[START OF Text shown]

Welcome to my first tutorial! In this tutorial we will be using the classic iris data set in order to create a simple line-by-line beginners guide on how to create interactive data visualizations. We will be going through how to create:
1. 3D Scatter plots
2. 2D Scatter plots
3. Bar graphs
4. Histograms
5. Box plots
6. Density plots
7. Pie charts
8. Extra: Correlation matrices (non-interactive)
NOTE: In sections that have multiple tabs, the first tab will always include more comments and descriptions of the code. This is because the code in the rest of the tabs are similar to the first.
First, we will load all packages that we will need.
library(ggplot2) # Data visualization
library(ggthemes) # Plot themes
library(plotly) # Interactive data visualizations
library(dplyr) # Data manipulation
library(psych) # Will be used for correlation visualization
library(corrplot) # Correlation visualizations
library(corrr) # Correlation visualizationsLoad the iris data set. This data set is part of the base data sets built-in in R, hence, we do not need to load it externally.

[END OF Text shown]
[START OF Source material]

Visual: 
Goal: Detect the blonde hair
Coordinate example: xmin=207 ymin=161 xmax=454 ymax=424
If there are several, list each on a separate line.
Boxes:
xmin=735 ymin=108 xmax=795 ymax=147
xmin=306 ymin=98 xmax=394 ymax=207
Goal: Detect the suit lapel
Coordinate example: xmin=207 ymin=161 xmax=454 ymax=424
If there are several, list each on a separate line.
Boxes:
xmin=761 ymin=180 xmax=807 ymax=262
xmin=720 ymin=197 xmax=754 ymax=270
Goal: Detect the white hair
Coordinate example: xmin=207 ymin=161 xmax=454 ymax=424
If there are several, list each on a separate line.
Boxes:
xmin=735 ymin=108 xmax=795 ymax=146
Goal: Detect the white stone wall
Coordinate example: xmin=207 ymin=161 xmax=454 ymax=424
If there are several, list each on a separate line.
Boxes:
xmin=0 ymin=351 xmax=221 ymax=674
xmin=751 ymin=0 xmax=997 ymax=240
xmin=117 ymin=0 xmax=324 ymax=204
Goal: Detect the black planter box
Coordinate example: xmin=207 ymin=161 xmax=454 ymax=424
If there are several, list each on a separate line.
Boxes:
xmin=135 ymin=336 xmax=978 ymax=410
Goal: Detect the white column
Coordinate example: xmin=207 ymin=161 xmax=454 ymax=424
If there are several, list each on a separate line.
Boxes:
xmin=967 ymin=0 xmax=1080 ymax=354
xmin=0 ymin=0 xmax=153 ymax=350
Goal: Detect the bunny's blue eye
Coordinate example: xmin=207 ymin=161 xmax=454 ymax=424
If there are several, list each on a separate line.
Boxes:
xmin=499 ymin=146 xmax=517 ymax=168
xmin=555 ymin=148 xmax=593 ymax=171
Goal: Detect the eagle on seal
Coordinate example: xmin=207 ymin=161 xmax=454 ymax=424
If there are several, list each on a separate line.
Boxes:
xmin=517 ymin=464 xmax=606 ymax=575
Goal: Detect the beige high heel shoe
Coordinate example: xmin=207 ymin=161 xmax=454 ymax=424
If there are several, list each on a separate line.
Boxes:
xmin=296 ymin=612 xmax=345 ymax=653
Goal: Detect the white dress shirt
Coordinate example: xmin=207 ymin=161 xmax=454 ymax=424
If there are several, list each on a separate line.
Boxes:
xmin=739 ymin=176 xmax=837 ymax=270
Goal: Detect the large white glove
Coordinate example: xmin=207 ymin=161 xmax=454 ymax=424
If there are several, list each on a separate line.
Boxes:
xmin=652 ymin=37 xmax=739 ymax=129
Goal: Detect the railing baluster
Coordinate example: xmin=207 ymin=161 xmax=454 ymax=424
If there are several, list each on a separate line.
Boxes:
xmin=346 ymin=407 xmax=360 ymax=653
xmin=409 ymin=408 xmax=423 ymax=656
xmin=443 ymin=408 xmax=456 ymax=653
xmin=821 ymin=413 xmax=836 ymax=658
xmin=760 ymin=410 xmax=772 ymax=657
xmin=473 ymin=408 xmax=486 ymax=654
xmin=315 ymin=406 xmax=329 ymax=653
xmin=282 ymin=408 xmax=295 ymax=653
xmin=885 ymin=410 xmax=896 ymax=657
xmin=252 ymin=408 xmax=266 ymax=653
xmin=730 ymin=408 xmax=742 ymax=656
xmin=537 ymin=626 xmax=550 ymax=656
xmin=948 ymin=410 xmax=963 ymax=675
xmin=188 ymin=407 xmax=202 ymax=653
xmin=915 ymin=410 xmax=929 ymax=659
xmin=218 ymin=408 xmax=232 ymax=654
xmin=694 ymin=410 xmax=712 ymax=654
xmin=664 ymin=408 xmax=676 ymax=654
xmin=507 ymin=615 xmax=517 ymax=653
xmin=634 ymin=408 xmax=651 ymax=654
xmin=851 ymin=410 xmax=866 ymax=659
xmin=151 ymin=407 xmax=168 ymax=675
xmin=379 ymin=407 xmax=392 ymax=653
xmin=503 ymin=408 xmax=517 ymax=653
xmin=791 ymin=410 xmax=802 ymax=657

[END OF Source material]

Problem set:
1. Say whether each statement agrees with the iris tutorial, answering yes or no and quoting the words of the tutorial that decide it: (a) The tutorial works with the iris data set. (b) The correlation matrices it covers are interactive. (c) In sections with multiple tabs, the last tab carries the most comments.
2. In the listing, give the stretch from the line containing "Goal: Detect the beige high heel shoe" through the line containing "xmin=652 ymin=37 xmax=739 ymax=129" as a JSON list of strings. Use one string per line, include both ends, and leave out blank lines.
The tutorial text and the listing are separate material, unrelated to each other.

Full answers:
1.
(a) Yes: "we will be using the classic iris data set"
(b) No: "Extra: Correlation matrices (non-interactive)"
(c) No: "the first tab will always include more comments and descriptions of the code"

2.
[
  "Goal: Detect the beige high heel shoe",
  "Coordinate example: xmin=207 ymin=161 xmax=454 ymax=424",
  "If there are several, list each on a separate line.",
  "Boxes:",
  "xmin=296 ymin=612 xmax=345 ymax=653",
  "Goal: Detect the white dress shirt",
  "Coordinate example: xmin=207 ymin=161 xmax=454 ymax=424",
  "If there are several, list each on a separate line.",
  "Boxes:",
  "xmin=739 ymin=176 xmax=837 ymax=270",
  "Goal: Detect the large white glove",
  "Coordinate example: xmin=207 ymin=161 xmax=454 ymax=424",
  "If there are several, list each on a separate line.",
  "Boxes:",
  "xmin=652 ymin=37 xmax=739 ymax=129"
]